WHAT TO DO ::
a. Revise the passage on liberal theologians from "Douglas Clyde Macintosh" through "study found here.", replacing "Yale" with "Chicago".
b. Continue the piece on favorite liberal theologians from the point where it stops.

Albrecht Ritschl (1822-1889), gave an irreducibly moral shape to modern theology and helped recapture the centrality of the concept of the  Kingdom of God, which for centuries had just been understood as “heaven.” Ritschl’s view of the Kingdom is inadequate, as was Rauschenbusch’s who drew so much from Ritschl, but the recovery of its  theological centrality is still of incalculable importance. Ritschl’s contention that Christianity is characterized by 2 foci, individual salvation and social ethics, still seems right on the money, to me. Further info. here.

William Newton Clarke (1841-1912), the first in North America (taught in both Canada & U.S.) to write a systematic theology from a Schleiermachian perspective. Theologians debate how much Clarke borrowed from Schleiermacher and how much he simply thought along similar lines. There were also connections to Ritschl and Hermann.

Douglas Clyde Macintosh (1877-1948), Canadian-born Baptist theologian at Yale attempted to make theology an empirical science. He was an enormous influence on the brothers Niebuhr and later Process Theology, but also on the postmodern (ana)Baptist theology of my mentor, James Wm. McClendon, Jr.  Recent study found here.

Adolf von Harnack(1851-1930), for his incredibly encyclopedic knowledge and display of the history of Christian doctrine. (But his reduction of the “essence of Christianity” to the “Fatherhood of God and the Brotherhood of Man,” was incredibly weak–and patriarchal to boot.)

Top 10 Favorite Liberals: Contemporary and Recent Past

 

10. Dorothee Sölle (1929-2003), German feminist political theologian. See Sarah K. Pinnock, ed., The Theology of Dorothee Soelle.

9. Marjorie  H.  Schucocki (1933-), Feminist Process Theologian. Best 1 vol. systematic from a process perspective.

8. Gary Comstock, both for his early work on narrative theology (mapping out some of the varieties) and for his subsequent work on theology from an openly gay male perspective. Whatever one believes about “homosexuality” pro or con, one cannot ignore the theological challenge and Comstock is the best theologian among those proposing full inclusion. I do wish he would relate this to his earlier work on narrative theology so that one could judge the adequacy of connections.

MATERIAL PROVIDED ::
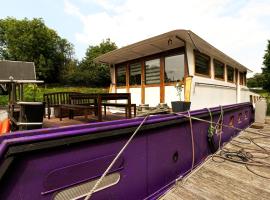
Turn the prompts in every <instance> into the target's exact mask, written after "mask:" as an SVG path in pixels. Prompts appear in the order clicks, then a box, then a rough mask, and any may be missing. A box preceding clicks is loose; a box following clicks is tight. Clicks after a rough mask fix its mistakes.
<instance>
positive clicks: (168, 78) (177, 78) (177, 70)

WRITTEN RESPONSES ::
a.
Douglas Clyde Macintosh (1877-1948), Canadian-born Baptist theologian at Chicago attempted to make theology an empirical science. He was an enormous influence on the brothers Niebuhr and later Process Theology, but also on the postmodern (ana)Baptist theology of my mentor, James Wm. McClendon, Jr.  Recent study found here.

b.
7. Eric Rust, a British Baptist educated in both physics and theology, came to the U.S. after both pastorates and academic positions in the U.K. He taught for decades at The Southern Baptist Theological Seminary in Louisville, KY where he forged an “evolutionary theology” that was an early process theology not as fully dependent on the metaphysics of Hartshorne and Whitehead as most later versions. Rust helped many, many reconcile science and theology and was one of the first to see the challenge of the ecological crisis to theology. He related the covenant and salvation history themes of the Scriptures to evolutionary worldview in a very persuasive way.

6. Langdon Gilkey (1919-2004) Chicago’s giant from the early ’60s to the ’90s. Gilkey was a student of Reinhold Niebuhr and Paul Tillich, but, unlike the latter, he forged a “theology of culture” that could actually be understood! Gilkey’s book Naming the Whirlwind essentially demolished the “Death of God” movement. For more info. see here and here.

5. Hans Küng (1928-), the brilliant star of the radical Catholics whose work both led to Vatican II and charted the path further. Sidelined in Catholic life for challenging papal infallibility, Küng’s works On Being a Christian, and Does God Exist? are major apologetic works for our time which take seriously Christianity’s skeptical critics (as conservative apologists seldom do) without capitulating to them. He also has helped pioneer Christian interfaith dialogue in ways that are not just the nonsense of “all roads lead up the same mountain.” Biblio-blogger Chris Tilling’s excellent reflections on Küng’s importance are found here.

4. Daniel Day Williams (1910-1973), was a pioneer process theologian who work was far more connected to the major Christian tradition and its symbols than most in the Whitehead/Hartshorne school. Unfortunately, Williams’ most important works, God’s Grace and Man’s Hope; The Spirit and the Forms of Love; and The Demonic and the Divine are all out of print.

3. Howard Thurman (1900-1981) African-American mystic whom I profiled earlier as a Baptist prophet.  See the Howard Thurman Center at Boston University. There is also a Howard Thurman documentary film project here.  Morehouse College houses the Howard Thurman papers.  The interracial Church for the Fellowship of All Peoples, which Thurman founded in San Francisco, is still in existence.  Thurman was a major influence on Martin Luther King, Jr.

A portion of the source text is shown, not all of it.